* START DATA LINES *
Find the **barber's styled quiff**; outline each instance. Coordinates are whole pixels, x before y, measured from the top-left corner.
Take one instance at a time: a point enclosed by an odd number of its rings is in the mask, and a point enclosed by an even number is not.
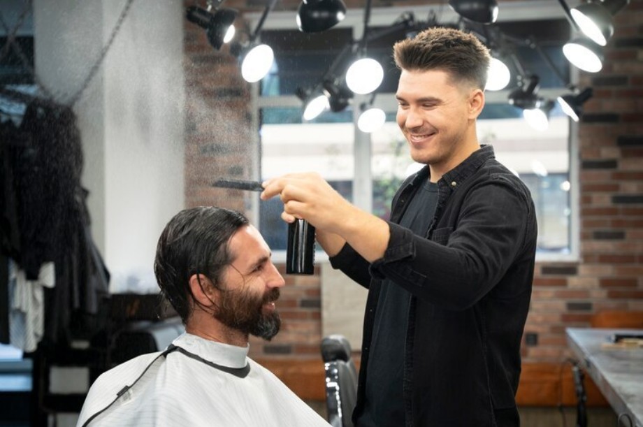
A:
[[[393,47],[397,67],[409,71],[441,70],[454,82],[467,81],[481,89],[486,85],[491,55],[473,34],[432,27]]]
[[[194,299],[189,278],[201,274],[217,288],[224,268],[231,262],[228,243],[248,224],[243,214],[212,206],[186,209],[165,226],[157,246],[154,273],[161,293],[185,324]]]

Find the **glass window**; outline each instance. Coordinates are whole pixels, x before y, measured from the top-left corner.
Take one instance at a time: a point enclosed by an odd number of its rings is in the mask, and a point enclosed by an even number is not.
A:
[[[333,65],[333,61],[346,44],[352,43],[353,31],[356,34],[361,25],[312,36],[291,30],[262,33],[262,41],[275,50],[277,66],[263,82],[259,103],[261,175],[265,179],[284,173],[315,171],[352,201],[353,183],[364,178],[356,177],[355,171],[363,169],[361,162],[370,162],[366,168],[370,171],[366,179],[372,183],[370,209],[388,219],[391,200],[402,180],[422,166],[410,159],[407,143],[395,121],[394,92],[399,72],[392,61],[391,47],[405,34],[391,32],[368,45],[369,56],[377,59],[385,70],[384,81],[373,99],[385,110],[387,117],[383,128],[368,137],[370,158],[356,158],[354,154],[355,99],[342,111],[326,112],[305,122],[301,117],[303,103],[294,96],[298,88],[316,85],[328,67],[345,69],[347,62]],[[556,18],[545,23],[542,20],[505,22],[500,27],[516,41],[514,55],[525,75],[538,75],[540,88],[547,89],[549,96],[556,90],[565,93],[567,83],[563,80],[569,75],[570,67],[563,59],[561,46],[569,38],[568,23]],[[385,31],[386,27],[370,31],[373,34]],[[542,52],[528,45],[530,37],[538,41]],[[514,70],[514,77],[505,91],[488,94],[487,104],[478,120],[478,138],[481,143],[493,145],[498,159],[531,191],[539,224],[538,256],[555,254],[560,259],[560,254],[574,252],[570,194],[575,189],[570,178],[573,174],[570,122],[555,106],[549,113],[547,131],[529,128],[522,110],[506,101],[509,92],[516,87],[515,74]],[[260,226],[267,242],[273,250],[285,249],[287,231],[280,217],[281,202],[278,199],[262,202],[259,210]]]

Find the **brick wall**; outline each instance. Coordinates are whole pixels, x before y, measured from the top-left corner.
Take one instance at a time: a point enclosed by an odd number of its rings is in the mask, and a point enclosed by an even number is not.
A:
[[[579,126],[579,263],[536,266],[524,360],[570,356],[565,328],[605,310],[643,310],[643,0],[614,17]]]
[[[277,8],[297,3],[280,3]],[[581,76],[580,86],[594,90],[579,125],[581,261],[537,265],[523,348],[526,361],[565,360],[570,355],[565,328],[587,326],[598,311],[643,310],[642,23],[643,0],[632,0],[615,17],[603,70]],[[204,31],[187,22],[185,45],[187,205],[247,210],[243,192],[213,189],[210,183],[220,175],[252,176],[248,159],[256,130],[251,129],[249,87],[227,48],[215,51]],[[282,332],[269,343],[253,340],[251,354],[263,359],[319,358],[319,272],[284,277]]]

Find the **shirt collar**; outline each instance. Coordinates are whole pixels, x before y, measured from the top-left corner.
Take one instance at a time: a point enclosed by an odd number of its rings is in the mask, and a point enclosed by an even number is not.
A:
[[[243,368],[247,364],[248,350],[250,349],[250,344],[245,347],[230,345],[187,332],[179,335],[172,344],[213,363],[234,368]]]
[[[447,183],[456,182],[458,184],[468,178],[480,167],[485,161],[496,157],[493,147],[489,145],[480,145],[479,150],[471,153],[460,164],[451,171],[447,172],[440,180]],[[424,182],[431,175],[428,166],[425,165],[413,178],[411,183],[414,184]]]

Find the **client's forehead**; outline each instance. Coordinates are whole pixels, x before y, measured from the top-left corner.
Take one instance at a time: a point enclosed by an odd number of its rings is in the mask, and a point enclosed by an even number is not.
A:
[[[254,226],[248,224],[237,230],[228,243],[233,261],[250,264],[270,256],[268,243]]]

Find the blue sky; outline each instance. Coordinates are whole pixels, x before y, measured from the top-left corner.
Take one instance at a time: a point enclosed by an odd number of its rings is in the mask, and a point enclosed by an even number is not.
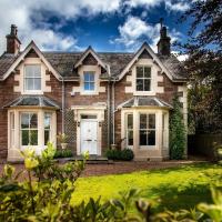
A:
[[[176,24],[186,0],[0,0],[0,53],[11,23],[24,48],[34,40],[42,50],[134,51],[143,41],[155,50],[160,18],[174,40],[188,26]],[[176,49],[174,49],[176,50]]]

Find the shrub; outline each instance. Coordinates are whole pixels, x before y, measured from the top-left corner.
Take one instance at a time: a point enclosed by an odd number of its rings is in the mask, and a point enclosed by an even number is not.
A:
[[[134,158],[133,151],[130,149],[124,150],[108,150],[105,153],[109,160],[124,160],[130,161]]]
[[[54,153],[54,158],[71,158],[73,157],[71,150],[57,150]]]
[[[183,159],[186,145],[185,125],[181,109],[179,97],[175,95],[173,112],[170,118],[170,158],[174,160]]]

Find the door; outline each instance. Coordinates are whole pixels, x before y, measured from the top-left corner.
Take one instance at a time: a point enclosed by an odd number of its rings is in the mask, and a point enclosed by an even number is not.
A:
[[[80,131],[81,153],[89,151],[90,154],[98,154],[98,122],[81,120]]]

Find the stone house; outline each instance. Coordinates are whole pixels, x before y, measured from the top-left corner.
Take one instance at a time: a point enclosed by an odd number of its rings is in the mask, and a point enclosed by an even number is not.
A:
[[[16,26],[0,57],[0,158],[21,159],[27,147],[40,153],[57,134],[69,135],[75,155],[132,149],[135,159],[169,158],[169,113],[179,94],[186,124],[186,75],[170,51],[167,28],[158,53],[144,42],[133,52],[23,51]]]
* END DATA LINES *
* START DATA LINES *
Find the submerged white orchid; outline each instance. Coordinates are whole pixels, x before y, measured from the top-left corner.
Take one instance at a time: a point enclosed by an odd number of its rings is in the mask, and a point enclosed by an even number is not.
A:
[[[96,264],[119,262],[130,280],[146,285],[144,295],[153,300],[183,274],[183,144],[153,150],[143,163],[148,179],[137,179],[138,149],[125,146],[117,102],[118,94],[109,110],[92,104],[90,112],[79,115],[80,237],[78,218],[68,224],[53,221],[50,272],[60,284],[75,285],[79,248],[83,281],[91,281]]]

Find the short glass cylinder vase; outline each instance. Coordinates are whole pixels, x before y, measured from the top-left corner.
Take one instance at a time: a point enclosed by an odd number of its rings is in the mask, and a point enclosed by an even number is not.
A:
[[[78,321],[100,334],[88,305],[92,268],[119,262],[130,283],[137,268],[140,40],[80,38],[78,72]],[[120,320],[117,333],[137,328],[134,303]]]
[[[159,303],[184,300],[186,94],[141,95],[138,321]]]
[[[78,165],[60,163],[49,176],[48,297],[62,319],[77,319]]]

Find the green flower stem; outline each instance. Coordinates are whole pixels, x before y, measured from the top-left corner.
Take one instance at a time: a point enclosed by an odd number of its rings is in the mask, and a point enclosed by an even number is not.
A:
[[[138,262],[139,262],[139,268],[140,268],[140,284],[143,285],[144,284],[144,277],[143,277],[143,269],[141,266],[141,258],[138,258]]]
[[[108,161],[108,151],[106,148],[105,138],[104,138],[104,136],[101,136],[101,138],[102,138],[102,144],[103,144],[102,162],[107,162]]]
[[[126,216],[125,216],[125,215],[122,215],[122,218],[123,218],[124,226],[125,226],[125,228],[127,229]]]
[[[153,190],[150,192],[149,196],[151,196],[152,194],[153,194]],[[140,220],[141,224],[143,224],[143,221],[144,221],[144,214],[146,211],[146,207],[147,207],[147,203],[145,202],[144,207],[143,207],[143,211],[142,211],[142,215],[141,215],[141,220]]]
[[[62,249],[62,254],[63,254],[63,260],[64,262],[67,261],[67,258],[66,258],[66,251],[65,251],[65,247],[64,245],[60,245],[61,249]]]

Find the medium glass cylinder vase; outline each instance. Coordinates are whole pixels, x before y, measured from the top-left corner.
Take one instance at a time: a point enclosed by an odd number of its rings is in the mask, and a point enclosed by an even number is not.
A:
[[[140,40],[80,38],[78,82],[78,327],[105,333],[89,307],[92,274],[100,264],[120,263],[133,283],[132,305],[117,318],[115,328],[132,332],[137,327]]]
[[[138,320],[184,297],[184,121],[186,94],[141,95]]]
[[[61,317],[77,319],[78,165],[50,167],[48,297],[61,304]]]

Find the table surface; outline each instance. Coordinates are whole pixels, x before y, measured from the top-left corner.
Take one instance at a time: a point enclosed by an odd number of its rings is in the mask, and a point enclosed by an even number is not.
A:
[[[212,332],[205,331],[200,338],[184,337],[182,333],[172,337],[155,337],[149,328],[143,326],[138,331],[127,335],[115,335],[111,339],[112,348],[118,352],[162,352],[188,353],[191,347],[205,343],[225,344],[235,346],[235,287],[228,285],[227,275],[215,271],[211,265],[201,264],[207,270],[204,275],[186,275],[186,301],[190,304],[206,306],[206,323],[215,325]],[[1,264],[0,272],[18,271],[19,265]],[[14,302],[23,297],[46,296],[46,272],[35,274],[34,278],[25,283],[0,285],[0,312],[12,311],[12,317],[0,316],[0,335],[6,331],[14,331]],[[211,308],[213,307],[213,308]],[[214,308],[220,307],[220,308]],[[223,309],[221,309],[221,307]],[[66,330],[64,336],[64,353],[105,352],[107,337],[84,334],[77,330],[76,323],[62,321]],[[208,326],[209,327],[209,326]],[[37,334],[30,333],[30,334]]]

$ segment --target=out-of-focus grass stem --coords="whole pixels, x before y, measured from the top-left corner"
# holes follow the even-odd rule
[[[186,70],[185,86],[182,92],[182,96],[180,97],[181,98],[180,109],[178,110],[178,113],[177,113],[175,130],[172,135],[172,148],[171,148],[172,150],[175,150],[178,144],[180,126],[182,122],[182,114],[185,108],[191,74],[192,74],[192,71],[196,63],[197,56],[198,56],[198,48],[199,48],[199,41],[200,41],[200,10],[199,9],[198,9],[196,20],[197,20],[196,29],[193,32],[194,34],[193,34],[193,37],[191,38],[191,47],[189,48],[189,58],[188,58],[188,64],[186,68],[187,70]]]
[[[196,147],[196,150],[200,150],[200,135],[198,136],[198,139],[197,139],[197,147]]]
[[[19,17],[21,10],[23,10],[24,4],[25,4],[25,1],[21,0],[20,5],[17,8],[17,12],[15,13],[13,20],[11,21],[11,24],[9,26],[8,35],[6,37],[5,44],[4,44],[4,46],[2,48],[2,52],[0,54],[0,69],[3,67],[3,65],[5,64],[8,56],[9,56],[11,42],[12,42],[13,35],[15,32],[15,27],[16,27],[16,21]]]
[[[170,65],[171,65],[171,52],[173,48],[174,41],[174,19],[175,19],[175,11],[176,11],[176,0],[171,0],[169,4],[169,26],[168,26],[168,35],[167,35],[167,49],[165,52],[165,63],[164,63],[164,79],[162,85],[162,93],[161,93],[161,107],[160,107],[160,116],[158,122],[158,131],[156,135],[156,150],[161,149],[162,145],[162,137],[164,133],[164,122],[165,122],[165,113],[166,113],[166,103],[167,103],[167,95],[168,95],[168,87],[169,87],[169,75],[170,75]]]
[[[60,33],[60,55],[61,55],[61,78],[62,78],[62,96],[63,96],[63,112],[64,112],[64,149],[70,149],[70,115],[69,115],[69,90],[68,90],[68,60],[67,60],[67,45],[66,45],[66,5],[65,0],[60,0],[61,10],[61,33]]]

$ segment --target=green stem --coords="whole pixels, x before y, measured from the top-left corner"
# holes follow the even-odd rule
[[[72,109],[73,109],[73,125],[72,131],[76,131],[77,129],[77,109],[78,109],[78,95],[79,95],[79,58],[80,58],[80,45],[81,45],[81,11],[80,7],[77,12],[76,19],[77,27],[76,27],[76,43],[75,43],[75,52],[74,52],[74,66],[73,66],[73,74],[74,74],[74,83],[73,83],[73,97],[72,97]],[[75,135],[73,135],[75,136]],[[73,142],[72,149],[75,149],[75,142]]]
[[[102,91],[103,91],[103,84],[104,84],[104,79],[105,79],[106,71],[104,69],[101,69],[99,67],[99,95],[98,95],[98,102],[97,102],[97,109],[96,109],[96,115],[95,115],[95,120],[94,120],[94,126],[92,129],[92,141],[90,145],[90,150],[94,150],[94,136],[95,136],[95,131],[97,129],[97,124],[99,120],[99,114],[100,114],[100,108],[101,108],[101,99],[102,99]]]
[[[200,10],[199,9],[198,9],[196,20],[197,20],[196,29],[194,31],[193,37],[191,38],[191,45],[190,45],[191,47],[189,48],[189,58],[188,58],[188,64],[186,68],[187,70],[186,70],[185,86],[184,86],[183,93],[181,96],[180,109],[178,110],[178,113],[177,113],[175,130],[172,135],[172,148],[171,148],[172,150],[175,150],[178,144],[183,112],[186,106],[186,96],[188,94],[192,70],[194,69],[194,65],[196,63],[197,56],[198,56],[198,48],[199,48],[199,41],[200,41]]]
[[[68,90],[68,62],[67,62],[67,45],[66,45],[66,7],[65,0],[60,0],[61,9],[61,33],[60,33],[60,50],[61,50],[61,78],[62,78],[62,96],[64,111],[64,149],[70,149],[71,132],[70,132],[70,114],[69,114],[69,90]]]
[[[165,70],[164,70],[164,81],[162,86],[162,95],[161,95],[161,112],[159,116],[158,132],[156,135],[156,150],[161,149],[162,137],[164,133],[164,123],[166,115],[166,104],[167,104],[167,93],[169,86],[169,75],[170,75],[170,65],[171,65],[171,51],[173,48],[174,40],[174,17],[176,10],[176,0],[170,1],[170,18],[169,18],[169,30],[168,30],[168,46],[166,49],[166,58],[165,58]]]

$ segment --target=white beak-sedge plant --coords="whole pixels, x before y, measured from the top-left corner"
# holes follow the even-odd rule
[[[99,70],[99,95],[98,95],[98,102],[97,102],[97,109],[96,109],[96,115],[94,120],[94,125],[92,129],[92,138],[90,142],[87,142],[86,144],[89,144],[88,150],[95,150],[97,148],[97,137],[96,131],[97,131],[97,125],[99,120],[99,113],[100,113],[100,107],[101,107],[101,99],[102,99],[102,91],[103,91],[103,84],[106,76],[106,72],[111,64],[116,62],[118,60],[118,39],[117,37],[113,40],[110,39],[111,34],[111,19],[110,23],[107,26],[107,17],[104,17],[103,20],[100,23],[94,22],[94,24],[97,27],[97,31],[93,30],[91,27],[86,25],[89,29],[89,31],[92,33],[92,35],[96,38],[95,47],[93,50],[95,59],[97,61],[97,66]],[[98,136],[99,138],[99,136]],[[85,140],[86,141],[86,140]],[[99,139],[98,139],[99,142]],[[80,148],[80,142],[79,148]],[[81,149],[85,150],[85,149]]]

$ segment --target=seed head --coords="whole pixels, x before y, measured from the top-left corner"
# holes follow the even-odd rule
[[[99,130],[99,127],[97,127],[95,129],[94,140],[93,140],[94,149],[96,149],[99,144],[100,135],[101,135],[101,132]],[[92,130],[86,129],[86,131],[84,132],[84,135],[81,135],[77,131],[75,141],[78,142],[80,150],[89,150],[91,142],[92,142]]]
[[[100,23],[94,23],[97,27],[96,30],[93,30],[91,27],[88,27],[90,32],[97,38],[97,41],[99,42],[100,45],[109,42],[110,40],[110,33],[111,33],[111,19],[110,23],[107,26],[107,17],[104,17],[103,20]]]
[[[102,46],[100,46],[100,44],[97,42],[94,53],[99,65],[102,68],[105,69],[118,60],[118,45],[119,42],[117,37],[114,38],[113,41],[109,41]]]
* END DATA LINES *
THE EXERCISE - Tally the lines in the records above that contain the word "vase", and reply with the number alone.

OUTPUT OF THE TASK - 2